▸ **Task requirements**
Show each line of the items below that contains the word "pocket". Case counts.
··· Data to process
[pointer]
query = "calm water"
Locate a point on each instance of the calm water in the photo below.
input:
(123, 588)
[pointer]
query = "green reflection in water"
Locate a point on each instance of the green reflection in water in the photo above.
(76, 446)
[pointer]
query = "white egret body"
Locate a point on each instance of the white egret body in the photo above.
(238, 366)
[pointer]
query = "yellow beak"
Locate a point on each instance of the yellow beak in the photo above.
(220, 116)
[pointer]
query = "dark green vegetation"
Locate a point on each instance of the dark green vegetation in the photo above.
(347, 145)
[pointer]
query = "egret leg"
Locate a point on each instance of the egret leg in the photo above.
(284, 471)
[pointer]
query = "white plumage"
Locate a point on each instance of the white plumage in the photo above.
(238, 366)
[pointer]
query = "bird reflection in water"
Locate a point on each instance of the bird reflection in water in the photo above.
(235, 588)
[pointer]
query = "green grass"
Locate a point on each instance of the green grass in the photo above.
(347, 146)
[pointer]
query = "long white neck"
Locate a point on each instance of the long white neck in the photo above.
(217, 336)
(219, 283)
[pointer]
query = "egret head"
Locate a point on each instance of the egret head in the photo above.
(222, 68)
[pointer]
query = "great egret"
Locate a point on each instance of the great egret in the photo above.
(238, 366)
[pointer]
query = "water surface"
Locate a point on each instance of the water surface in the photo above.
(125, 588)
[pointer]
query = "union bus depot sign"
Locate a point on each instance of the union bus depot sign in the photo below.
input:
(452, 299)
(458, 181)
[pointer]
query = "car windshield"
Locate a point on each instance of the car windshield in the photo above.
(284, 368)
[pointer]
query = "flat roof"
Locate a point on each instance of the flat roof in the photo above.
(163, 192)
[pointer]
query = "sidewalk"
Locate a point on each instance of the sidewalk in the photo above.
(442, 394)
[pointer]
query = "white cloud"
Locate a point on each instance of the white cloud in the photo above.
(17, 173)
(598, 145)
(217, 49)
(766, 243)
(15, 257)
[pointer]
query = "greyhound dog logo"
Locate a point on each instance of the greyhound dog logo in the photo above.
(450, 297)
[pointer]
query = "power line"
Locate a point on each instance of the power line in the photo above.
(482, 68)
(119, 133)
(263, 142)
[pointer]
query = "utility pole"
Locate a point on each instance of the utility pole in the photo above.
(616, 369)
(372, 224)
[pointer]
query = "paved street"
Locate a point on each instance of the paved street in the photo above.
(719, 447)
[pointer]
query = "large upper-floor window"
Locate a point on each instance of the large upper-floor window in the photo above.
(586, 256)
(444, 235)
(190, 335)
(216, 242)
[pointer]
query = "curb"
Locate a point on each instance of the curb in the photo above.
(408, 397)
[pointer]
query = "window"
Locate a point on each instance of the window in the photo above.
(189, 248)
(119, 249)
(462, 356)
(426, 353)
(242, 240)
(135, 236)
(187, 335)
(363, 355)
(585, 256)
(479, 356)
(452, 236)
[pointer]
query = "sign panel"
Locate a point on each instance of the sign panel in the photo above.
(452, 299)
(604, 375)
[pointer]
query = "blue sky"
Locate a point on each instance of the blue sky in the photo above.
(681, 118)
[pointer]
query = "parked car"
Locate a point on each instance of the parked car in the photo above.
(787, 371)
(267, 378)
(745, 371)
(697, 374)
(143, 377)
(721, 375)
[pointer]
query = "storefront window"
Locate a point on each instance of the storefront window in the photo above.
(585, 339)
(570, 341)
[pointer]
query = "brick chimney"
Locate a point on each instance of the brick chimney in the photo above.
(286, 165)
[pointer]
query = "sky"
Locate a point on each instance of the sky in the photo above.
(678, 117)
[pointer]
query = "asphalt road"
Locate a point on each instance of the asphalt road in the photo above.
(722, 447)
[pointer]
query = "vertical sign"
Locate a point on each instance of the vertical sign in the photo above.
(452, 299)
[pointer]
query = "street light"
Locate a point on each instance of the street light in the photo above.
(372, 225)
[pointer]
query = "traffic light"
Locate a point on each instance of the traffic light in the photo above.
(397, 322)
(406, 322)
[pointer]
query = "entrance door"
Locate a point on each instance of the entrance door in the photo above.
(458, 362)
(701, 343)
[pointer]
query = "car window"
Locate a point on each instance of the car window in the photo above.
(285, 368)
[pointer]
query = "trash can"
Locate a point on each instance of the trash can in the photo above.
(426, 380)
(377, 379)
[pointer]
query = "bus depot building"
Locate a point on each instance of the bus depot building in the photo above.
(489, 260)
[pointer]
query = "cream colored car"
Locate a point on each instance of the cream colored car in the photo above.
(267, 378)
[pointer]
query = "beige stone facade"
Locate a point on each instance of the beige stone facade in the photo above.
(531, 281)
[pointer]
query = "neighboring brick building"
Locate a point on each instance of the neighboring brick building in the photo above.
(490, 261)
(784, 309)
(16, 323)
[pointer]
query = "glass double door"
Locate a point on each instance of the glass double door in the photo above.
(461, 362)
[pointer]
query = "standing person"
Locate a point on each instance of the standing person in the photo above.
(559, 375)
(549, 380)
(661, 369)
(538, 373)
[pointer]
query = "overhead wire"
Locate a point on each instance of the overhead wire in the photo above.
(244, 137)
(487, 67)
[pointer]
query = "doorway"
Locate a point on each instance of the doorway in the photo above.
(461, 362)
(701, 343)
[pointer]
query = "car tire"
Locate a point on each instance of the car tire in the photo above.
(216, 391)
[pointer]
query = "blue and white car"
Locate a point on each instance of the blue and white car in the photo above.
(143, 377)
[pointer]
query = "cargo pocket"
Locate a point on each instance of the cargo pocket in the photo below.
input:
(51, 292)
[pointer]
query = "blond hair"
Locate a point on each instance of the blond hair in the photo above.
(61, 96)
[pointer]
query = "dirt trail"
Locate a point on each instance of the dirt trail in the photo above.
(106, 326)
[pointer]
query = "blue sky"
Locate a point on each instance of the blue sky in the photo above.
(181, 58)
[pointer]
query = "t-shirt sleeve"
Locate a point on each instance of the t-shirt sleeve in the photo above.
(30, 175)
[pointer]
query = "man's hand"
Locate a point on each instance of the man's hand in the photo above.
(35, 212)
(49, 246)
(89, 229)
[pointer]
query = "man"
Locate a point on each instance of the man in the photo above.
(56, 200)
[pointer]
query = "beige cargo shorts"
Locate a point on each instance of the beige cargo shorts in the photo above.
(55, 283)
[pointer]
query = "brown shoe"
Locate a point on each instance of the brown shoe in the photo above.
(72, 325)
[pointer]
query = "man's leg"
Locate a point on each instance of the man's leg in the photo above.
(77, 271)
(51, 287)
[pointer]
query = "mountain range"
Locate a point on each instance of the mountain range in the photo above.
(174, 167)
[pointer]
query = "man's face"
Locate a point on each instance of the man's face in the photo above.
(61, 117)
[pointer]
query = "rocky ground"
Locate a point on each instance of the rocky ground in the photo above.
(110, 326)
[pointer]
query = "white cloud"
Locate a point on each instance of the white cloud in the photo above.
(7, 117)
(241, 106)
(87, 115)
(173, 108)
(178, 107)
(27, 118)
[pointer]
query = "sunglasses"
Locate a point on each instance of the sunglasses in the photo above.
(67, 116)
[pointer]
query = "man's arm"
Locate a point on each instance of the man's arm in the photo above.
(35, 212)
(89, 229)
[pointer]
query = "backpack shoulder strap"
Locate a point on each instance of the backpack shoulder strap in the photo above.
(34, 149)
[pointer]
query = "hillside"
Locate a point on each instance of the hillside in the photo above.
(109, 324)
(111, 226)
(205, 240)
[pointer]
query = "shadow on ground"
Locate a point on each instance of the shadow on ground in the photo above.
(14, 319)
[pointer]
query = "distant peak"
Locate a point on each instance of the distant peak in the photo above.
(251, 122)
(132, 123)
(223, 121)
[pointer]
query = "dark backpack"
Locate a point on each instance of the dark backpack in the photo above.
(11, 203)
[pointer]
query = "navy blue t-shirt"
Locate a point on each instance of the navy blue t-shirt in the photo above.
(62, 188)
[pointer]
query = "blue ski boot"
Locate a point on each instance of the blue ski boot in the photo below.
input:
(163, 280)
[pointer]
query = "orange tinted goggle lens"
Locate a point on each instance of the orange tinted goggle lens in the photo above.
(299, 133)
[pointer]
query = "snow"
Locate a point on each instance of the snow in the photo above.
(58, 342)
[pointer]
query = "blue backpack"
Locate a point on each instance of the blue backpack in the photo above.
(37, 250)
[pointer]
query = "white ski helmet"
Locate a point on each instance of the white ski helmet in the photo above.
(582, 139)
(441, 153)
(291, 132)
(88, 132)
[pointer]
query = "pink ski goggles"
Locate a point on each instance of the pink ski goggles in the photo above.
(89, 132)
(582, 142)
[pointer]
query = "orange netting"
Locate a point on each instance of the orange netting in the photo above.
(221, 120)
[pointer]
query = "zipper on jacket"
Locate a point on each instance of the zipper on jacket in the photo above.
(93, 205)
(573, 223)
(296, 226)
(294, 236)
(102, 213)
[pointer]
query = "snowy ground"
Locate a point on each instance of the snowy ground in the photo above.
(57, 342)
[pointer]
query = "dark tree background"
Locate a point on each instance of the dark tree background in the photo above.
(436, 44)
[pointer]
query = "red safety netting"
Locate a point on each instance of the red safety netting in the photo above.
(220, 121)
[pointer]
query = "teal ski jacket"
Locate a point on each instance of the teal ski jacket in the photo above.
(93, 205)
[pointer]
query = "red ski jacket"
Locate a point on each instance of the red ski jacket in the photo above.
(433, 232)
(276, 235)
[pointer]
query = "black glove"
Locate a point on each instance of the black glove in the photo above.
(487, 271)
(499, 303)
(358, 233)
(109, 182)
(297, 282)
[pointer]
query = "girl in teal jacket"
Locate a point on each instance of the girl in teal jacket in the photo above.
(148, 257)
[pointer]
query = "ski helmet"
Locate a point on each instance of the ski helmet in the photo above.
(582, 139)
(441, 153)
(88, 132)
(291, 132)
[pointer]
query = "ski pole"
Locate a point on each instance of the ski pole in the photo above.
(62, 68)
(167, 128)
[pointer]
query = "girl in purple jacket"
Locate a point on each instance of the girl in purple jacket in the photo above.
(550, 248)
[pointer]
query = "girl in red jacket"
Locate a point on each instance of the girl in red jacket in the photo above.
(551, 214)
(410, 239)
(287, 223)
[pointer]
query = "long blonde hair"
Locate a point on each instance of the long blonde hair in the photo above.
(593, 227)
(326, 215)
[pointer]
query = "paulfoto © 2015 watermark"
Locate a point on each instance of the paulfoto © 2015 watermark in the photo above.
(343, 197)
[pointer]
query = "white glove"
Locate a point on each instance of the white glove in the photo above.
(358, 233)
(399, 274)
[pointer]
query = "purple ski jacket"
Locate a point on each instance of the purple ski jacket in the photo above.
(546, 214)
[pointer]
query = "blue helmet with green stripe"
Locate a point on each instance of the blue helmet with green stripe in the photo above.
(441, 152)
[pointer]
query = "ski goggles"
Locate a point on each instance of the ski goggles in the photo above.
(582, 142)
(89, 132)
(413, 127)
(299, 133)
······
▸ **Correct result**
query = "cargo pocket"
Locate a point on each instance of the cargo pocket in the photo below.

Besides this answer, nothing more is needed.